#### WRITTEN REQUEST:
Rewrite every line from the one containing "If you could mark the fingers" through the last line below, inclusive, requests included. In the answers, multiply each x and y coordinate by 0.7 and round to the nearest whole number, with halves rounded up.

#### DATA SHOWN:
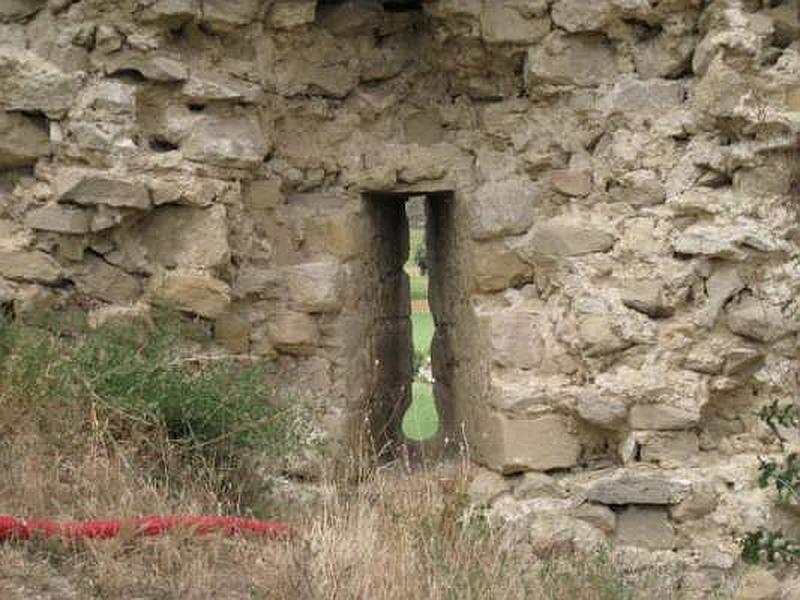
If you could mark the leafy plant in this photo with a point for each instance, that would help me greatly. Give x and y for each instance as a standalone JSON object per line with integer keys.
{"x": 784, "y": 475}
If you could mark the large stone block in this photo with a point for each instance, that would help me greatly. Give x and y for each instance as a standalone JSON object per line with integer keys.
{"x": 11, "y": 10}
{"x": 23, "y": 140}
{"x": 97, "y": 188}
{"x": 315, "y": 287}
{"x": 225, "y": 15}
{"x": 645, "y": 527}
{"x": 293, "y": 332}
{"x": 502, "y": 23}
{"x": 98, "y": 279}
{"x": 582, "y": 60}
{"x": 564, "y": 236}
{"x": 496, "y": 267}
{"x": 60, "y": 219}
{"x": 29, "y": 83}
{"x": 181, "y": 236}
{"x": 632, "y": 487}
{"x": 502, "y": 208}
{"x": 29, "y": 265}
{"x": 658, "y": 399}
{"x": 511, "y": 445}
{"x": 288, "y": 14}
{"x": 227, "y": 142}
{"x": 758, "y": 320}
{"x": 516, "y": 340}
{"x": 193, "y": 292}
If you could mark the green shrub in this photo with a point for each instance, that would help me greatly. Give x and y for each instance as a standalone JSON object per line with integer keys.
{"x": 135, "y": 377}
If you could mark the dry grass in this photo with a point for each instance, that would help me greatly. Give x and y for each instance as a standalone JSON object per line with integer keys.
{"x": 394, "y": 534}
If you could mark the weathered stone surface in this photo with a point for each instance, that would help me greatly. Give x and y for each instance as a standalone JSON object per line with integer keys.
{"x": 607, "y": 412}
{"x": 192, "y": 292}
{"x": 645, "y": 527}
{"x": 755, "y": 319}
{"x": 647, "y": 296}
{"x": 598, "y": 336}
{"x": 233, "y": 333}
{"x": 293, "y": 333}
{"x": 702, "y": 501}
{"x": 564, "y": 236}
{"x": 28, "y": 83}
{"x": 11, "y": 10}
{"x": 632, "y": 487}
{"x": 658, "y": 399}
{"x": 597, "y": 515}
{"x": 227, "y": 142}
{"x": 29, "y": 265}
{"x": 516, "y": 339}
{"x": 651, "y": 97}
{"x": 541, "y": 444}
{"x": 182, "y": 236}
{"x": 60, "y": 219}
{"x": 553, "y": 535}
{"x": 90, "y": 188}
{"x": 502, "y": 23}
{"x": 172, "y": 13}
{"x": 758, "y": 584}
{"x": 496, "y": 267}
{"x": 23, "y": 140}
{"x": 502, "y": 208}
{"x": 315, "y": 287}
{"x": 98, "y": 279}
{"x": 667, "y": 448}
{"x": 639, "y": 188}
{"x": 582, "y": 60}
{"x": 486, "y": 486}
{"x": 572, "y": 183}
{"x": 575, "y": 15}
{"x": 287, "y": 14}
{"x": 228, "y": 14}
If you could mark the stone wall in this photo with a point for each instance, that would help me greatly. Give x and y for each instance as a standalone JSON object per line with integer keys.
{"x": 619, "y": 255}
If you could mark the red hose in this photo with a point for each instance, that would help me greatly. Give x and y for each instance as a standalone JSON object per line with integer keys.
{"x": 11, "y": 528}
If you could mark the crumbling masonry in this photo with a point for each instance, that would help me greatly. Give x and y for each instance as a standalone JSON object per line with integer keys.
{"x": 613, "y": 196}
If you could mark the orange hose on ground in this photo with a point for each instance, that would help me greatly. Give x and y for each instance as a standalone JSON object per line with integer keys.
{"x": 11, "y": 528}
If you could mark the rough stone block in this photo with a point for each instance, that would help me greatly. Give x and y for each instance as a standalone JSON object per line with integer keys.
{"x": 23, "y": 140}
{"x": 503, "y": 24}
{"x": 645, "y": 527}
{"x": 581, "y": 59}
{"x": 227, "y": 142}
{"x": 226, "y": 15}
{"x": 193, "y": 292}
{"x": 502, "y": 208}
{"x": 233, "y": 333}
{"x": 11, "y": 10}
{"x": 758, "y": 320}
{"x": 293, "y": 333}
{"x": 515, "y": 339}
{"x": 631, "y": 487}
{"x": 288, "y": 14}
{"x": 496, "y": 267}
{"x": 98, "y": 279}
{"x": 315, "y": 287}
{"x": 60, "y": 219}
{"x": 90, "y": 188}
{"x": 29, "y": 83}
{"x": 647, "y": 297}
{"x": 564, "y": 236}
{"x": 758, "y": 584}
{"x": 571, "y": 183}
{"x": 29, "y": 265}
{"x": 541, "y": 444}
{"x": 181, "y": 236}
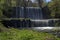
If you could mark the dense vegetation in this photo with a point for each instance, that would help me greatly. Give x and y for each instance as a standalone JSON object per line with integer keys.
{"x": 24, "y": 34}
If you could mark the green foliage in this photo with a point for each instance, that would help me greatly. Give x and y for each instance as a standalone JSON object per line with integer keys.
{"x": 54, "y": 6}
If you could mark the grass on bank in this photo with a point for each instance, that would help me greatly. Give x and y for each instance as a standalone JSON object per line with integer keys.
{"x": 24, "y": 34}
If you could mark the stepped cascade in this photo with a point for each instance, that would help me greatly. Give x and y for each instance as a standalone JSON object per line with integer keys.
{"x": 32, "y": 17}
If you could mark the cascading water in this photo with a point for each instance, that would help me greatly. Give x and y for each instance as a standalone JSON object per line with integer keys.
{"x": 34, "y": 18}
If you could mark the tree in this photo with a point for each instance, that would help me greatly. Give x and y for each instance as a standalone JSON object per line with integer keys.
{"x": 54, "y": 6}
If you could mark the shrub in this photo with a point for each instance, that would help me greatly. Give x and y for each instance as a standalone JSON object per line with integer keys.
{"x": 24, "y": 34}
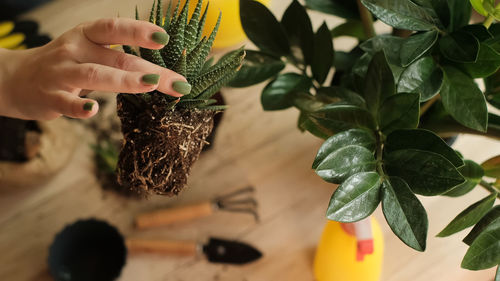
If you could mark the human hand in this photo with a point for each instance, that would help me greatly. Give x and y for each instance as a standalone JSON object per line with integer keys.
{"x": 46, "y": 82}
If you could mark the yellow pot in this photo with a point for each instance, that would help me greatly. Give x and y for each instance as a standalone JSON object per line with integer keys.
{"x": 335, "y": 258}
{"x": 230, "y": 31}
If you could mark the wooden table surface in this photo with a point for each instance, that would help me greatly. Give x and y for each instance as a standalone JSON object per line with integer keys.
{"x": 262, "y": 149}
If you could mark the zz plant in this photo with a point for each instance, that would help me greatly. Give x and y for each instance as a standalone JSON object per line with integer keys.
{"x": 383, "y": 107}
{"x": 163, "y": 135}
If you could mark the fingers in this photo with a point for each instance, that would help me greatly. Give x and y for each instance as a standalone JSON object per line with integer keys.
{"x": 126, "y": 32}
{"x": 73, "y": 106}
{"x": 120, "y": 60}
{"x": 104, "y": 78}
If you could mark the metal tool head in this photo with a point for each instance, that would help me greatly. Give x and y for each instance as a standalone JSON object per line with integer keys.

#### SOLUTION FOR THIS EXERCISE:
If you could mark the fingers in this photo with a point for each instance, that would help me greatly. Give x and y for each instance as a standalone JSON object per line with integer keys.
{"x": 88, "y": 22}
{"x": 51, "y": 74}
{"x": 84, "y": 42}
{"x": 73, "y": 55}
If you could mark the metal tool head in this photo with a point for each instance, that would help me greatly. Give x and y for each instance as a standalone JSON object per line with integer keys.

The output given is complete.